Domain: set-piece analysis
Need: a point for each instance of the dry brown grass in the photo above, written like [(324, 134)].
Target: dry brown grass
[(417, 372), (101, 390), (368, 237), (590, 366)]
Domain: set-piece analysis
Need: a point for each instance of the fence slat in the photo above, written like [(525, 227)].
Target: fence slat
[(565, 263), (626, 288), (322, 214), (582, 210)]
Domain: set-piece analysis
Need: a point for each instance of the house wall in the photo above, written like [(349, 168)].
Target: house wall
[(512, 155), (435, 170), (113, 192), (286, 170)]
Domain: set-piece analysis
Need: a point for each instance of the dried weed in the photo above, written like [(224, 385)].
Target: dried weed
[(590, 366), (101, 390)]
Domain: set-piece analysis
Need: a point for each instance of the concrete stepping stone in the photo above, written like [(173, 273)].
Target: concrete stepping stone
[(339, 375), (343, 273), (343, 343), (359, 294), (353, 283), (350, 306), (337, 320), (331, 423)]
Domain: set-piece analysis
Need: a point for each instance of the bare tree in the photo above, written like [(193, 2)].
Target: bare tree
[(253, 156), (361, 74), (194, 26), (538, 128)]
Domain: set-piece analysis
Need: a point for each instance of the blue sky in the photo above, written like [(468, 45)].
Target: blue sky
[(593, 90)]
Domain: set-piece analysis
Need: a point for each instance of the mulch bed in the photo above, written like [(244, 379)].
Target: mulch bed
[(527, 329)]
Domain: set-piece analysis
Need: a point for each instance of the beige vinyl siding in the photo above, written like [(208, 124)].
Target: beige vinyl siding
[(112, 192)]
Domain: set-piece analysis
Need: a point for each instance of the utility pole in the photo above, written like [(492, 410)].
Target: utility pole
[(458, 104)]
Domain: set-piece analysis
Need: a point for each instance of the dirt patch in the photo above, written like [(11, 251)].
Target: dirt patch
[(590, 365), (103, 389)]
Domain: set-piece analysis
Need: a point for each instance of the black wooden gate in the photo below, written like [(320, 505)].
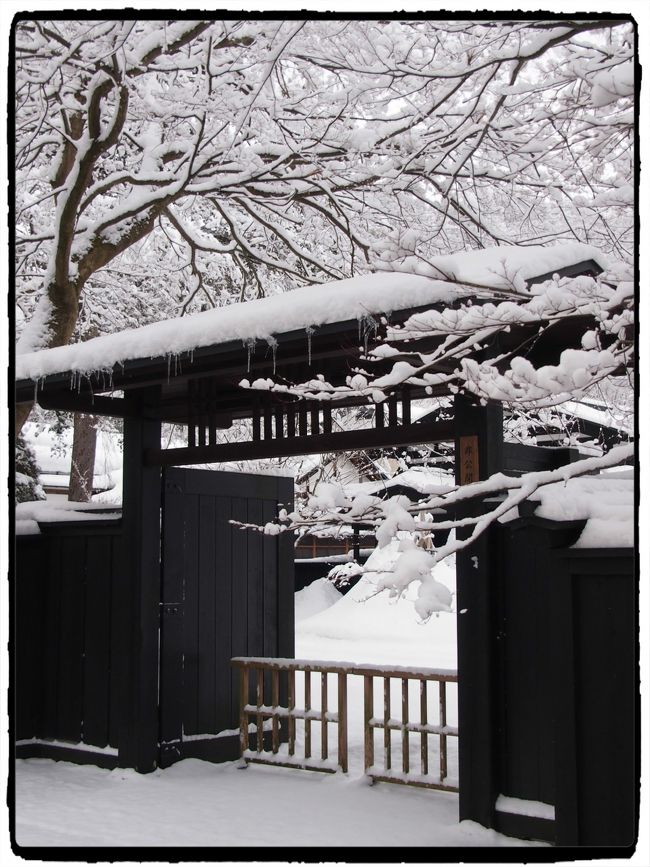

• • • • • • •

WRITTEN REQUEST => Which lines of the entries above contain the word "fence"? Pull out each of them in full, treating uppercase and lowercase as distinct.

REPLY =>
Need: a point for each instance of the fence slat in the photo above, written like [(525, 227)].
Target: fence slat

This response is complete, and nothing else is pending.